» **Metin Bölümü**:

┏━━

Keşiş Dağına Uludağ adının veren, sonra da Uludağ soyadını alan Dr. Osman Şevki Uludağ'ı, dağa adını verişinin 100. yılında, Bursa Büyükşehir Belediyesi Kent Tarihi ve Tanıtımı Dairesi Başkanlığı ile Arşiv Şube Müdürlüğü tarafından hazırlanan ve Bursa Kent Müzesi'nde izlenime açılan "Uludağ 100 Yaşında" sergisi ile andık.
Sergide Bursa Büyükşehir Belediyesi ve Dr. Osman Şevki Uludağ'ın kızı Ela'nın torunu İrem Ela Yıldızeli katkılarıyla ve Samet Altıntaş'ın yayına hazırlamasıyla ortaya çıkan "Osman Şevki Uludağ • Çok Yönlü Bir Cumhuriyet Aydını" kitabı ile Dr. Osman Şevki Uludağ'ın diğer kızı Emel'in torunu Sinem Çelebioğlu'nun yazdığı "Dağın Kızı • Dr. Osman Şevki Uludağ'ın İzinde" kitabı tanıtıldı.

┗━━

» **Veri Kesitleri**:
┏━━

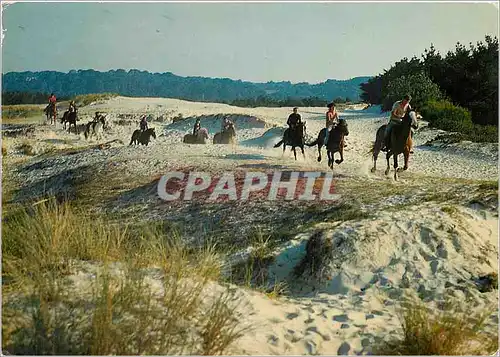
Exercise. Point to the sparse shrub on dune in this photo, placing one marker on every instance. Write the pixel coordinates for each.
(119, 306)
(452, 330)
(27, 148)
(315, 264)
(20, 111)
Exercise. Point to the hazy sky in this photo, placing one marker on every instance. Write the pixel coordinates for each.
(298, 42)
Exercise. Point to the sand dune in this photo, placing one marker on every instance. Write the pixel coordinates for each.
(407, 242)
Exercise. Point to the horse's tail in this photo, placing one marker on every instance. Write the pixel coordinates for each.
(315, 142)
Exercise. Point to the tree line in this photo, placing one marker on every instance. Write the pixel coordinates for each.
(457, 91)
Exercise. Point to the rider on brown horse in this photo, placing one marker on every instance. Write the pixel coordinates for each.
(398, 112)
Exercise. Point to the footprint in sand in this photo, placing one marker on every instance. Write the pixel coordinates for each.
(315, 330)
(341, 318)
(273, 340)
(310, 320)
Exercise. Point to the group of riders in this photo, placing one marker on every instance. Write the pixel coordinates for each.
(398, 111)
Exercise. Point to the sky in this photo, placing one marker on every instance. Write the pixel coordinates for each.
(297, 42)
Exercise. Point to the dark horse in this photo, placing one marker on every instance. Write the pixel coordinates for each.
(51, 111)
(335, 142)
(142, 137)
(71, 118)
(294, 138)
(400, 142)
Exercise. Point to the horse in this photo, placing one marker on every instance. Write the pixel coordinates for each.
(95, 127)
(228, 136)
(51, 111)
(335, 142)
(71, 118)
(294, 138)
(142, 137)
(400, 142)
(201, 138)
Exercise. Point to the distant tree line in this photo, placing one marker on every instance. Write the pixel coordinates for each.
(14, 98)
(136, 83)
(466, 78)
(263, 101)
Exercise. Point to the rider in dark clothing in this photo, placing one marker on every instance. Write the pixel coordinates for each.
(293, 119)
(144, 124)
(197, 126)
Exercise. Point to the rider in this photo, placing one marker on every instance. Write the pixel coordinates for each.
(294, 119)
(144, 123)
(72, 106)
(225, 123)
(52, 103)
(398, 111)
(332, 119)
(197, 126)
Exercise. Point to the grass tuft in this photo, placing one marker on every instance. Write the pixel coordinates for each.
(454, 330)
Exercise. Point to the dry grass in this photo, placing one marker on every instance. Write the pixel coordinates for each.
(454, 330)
(21, 111)
(140, 291)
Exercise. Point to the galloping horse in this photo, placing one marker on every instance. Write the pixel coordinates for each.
(400, 142)
(294, 138)
(142, 137)
(71, 118)
(51, 111)
(335, 142)
(228, 136)
(201, 138)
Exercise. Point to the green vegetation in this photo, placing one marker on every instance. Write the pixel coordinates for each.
(454, 330)
(116, 308)
(20, 111)
(86, 99)
(459, 91)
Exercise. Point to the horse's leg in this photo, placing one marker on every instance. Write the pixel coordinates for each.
(395, 167)
(406, 153)
(341, 150)
(388, 156)
(330, 158)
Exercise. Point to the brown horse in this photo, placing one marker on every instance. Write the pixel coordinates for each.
(51, 111)
(201, 138)
(335, 142)
(226, 137)
(400, 142)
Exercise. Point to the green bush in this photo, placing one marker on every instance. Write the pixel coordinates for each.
(447, 116)
(86, 99)
(419, 86)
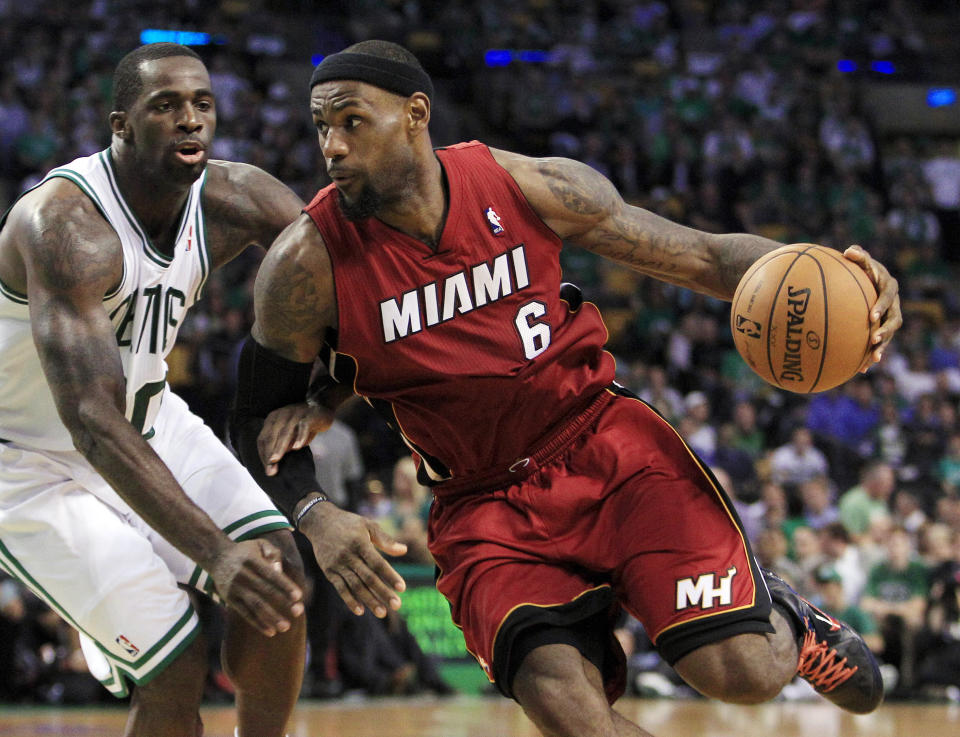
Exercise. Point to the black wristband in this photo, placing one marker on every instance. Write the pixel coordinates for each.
(320, 497)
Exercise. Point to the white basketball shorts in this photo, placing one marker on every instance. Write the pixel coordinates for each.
(66, 534)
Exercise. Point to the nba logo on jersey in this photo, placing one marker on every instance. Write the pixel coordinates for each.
(493, 220)
(127, 645)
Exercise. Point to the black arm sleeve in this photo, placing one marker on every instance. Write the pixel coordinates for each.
(265, 382)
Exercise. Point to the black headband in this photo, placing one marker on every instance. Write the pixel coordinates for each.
(394, 76)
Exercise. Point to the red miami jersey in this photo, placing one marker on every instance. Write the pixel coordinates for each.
(468, 350)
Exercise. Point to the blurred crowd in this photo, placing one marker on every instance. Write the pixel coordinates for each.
(724, 115)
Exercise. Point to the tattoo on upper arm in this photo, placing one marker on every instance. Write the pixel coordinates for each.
(66, 258)
(581, 190)
(290, 304)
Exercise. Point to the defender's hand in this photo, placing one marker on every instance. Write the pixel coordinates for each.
(249, 577)
(290, 428)
(345, 545)
(885, 317)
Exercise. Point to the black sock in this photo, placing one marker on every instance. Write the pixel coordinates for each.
(787, 614)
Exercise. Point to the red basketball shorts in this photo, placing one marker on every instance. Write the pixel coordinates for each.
(624, 515)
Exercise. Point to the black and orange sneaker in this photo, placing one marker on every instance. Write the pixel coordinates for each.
(834, 659)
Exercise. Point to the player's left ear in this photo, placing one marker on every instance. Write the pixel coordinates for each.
(118, 124)
(418, 112)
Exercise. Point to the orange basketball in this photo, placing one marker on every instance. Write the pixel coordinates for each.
(801, 317)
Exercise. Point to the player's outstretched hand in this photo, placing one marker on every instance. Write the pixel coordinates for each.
(885, 317)
(249, 577)
(345, 545)
(290, 428)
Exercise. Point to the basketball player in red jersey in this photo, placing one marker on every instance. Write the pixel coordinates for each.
(429, 283)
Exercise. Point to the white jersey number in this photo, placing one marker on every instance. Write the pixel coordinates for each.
(535, 335)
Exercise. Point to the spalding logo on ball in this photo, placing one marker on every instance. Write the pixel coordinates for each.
(800, 317)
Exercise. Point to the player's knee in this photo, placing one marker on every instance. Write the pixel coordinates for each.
(180, 685)
(739, 670)
(552, 686)
(292, 562)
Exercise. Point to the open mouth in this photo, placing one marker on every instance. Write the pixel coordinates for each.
(190, 152)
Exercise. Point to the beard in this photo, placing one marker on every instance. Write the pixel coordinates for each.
(365, 206)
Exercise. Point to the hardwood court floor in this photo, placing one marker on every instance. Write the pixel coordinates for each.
(496, 717)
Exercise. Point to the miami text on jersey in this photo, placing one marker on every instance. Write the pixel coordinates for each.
(444, 299)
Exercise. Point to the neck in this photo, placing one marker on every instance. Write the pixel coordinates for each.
(422, 211)
(156, 202)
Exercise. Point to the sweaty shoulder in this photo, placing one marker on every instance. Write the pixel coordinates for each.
(54, 236)
(294, 295)
(570, 196)
(244, 205)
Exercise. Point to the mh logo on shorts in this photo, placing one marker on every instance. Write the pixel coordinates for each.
(703, 593)
(127, 645)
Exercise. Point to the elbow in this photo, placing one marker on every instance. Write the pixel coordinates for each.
(90, 426)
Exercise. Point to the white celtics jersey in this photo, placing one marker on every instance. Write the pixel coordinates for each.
(146, 310)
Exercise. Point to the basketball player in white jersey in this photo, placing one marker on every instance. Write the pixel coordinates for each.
(113, 496)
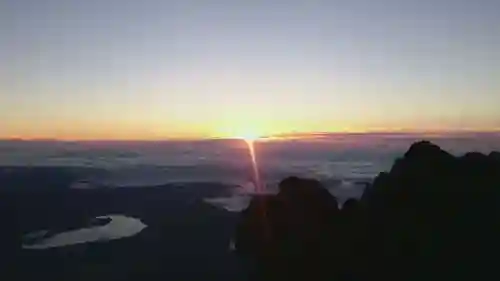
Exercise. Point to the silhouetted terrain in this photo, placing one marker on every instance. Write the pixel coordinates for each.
(433, 215)
(185, 239)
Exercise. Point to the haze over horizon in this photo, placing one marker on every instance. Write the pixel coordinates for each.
(195, 69)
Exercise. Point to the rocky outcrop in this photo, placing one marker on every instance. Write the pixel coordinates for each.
(433, 214)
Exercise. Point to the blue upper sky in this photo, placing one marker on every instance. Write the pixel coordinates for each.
(159, 69)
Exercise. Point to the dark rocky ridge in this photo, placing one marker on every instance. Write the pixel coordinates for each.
(433, 215)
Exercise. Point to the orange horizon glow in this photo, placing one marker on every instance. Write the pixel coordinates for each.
(280, 135)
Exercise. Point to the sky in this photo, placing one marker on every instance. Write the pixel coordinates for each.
(153, 69)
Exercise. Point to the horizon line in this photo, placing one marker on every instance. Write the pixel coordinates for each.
(281, 136)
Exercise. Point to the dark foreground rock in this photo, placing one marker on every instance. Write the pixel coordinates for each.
(433, 215)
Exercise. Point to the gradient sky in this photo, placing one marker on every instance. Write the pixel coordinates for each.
(126, 69)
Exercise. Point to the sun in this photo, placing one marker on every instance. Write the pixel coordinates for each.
(249, 137)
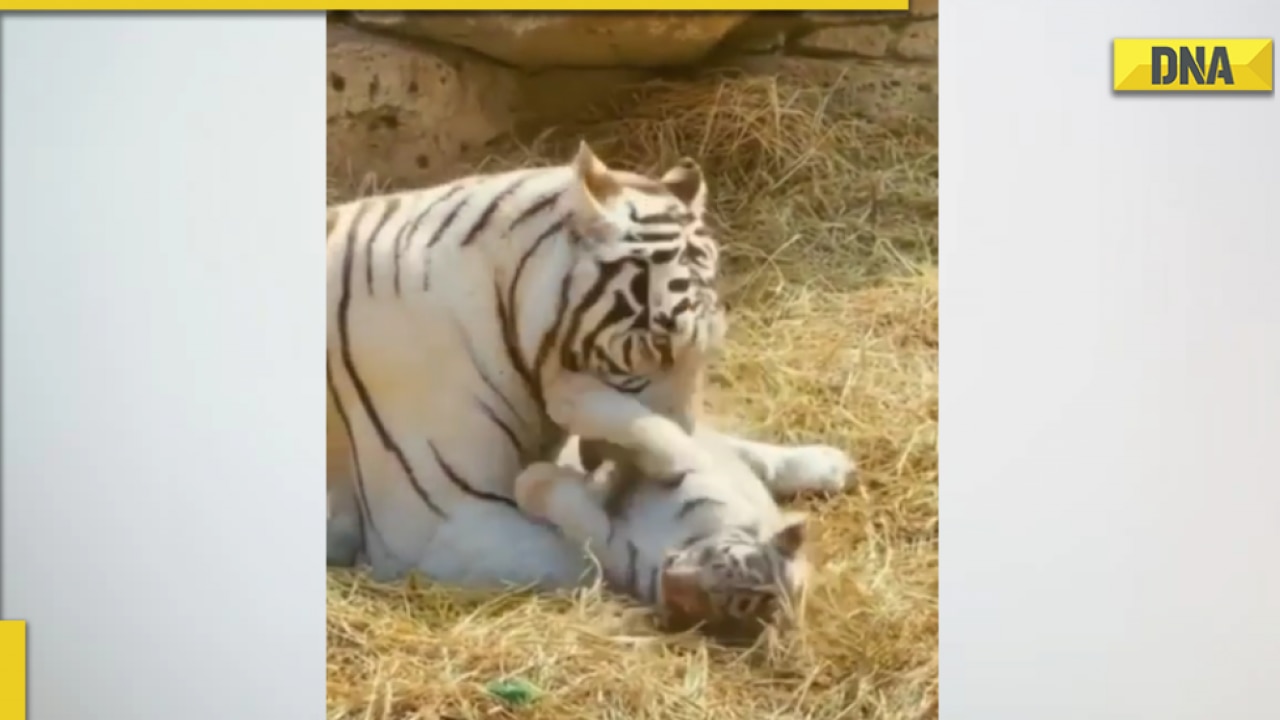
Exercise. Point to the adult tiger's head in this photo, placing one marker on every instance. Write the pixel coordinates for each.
(643, 285)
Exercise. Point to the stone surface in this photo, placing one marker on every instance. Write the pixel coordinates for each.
(405, 113)
(410, 104)
(862, 41)
(408, 115)
(919, 41)
(598, 40)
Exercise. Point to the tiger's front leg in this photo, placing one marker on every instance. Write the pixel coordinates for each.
(588, 408)
(566, 499)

┗━━

» **Sorular**:
a – Yukarıdaki metin bölümüne göre aşağıdaki soruları yanıtlayın:
(i) "Uludağ 100 Yaşında" sergisi nerede izlenime açıldı?
(ii) "Dağın Kızı • Dr. Osman Şevki Uludağ'ın İzinde" kitabını kim yazdı?
(iii) "Osman Şevki Uludağ • Çok Yönlü Bir Cumhuriyet Aydını" kitabını kim yayına hazırladı?
b – Metin bölümünde adı geçen bütün kişileri sıralayın.

» **Çözülmüş Görevler**:
a –
(i) Bursa Kent Müzesi'nde
(ii) Sinem Çelebioğlu
(iii) Samet Altıntaş

b –
Dr. Osman Şevki Uludağ
Ela
İrem Ela Yıldızeli
Samet Altıntaş
Emel
Sinem Çelebioğlu